*Parts of the exercise*.
a: In the passage on logistic regression, which metric is named as the standard for comparing logistic models?
b: Resume the passage on logistic regression after its final sentence, keeping its question-and-answer form.

*Extracted text*.
------------------------------------------------------------------------

The odds ratio (OR) measures the change in the odds of the outcome associated with a one-unit increase in a predictor variable, holding all other predictors constant. It is calculated by exponentiating the logistic regression coefficient: OR = e^β. An OR greater than 1 means the predictor increases the odds of the outcome; an OR less than 1 means it decreases the odds; an OR of exactly 1 means no association. Odds ratios are the standard unit of interpretation in logistic regression research and clinical studies — they should always be reported with 95% confidence intervals and p-values.
How do you evaluate a logistic regression model?
Logistic regression models are evaluated using several complementary metrics. The confusion matrix breaks down predictions into true positives, true negatives, false positives, and false negatives. Accuracy is useful only for balanced datasets. Precision, recall, and F1-score are more informative when classes are imbalanced. The AUC-ROC (Area Under the Receiver Operating Characteristic Curve) measures overall discrimination ability — how well the model separates classes across all thresholds — and is the standard metric for comparing logistic models. Goodness-of-fit is assessed using the Hosmer-Lemeshow test and pseudo-R² statistics. Cross-validation provides robust, generalization-focused performance estimates.

------------------------------------------------------------------------

*Data below*.

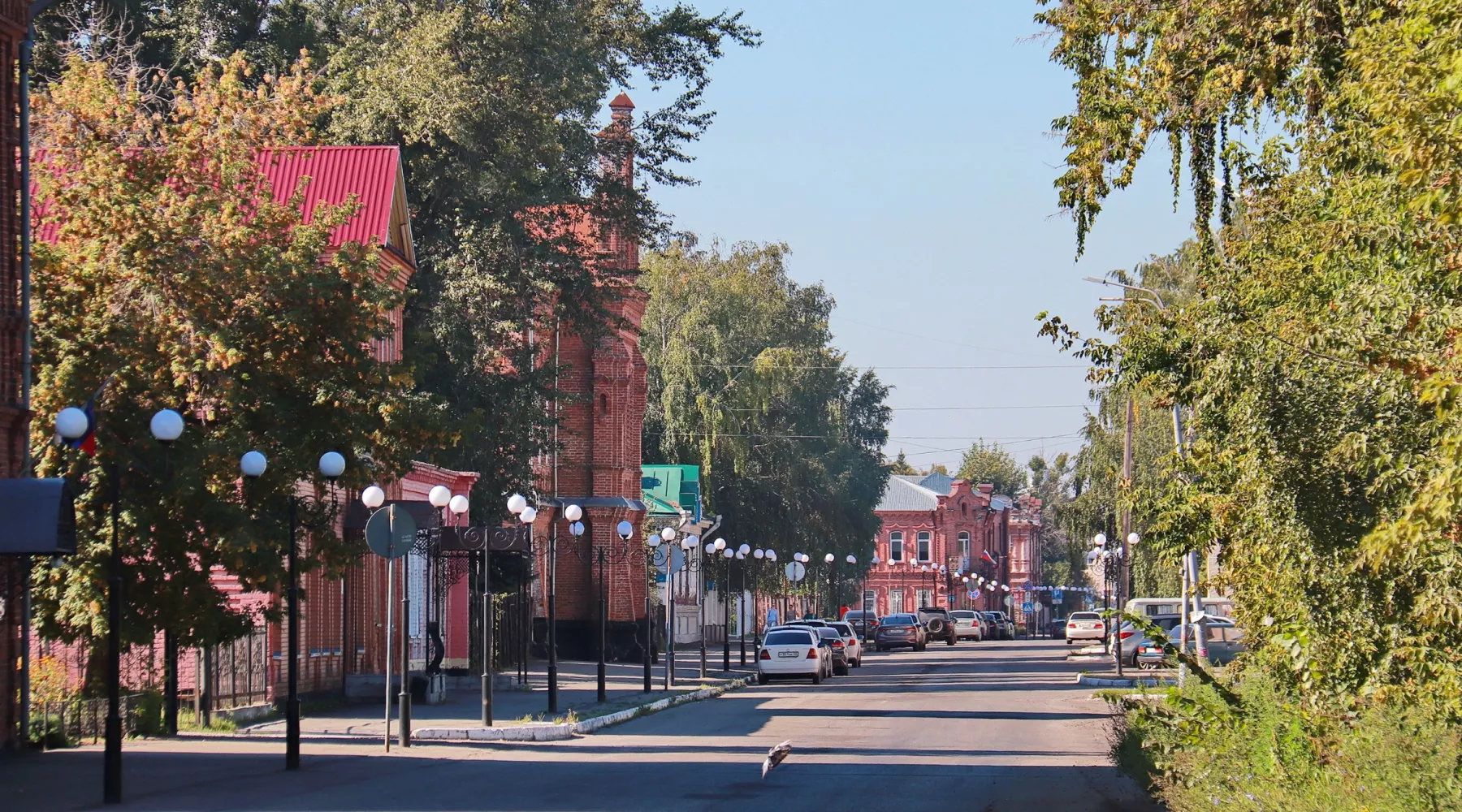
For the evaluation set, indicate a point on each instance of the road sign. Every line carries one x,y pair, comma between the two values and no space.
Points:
391,532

------------------------------------------------------------------------

*Expected outputs*.
a: The AUC-ROC (Area Under the Receiver Operating Characteristic Curve).

b:
What is the difference between binary and multinomial logistic regression?
Binary logistic regression predicts between exactly two outcome classes — pass/fail, yes/no, disease/no disease. It uses the sigmoid function and produces a single set of coefficients. Multinomial logistic regression extends this to three or more unordered outcome classes — for example, predicting which political party a voter will choose (Democrat, Republican, or Independent). It uses the softmax function to produce simultaneous probabilities for each class, all summing to 1. Ordinal logistic regression is a third type that handles three or more ordered categories (e.g., low, medium, high satisfaction) using the proportional odds model.
Can logistic regression handle multiple independent variables?
Yes. Multiple logistic regression (multivariable logistic regression) includes two or more predictor variables, both continuous and categorical, simultaneously. Each predictor gets its own coefficient, and the model estimates the probability of the outcome as a function of all predictors at once. The crucial advantage of the multiple form is that it estimates the independent effect of each predictor while statistically controlling for all others — essential for separating the contributions of correlated variables and adjusting for confounders in observational research.
What is the rule of thumb for sample size in logistic regression?
The most widely cited guideline is the "events per variable" (EPV) rule: you need at least 10 events (observations in the less common outcome category) for each predictor variable in the model. This rule was proposed by Peduzzi et al. (1996) in the Journal of Clinical Epidemiology. So if you have 5 predictors and 40% of your observations are positive outcomes (events), you need at least 50 events — meaning a total sample of at least 125. EPV below 10 risks overfitting, unstable coefficients, inflated odds ratios, and unreliable confidence intervals.
How does regularization help logistic regression?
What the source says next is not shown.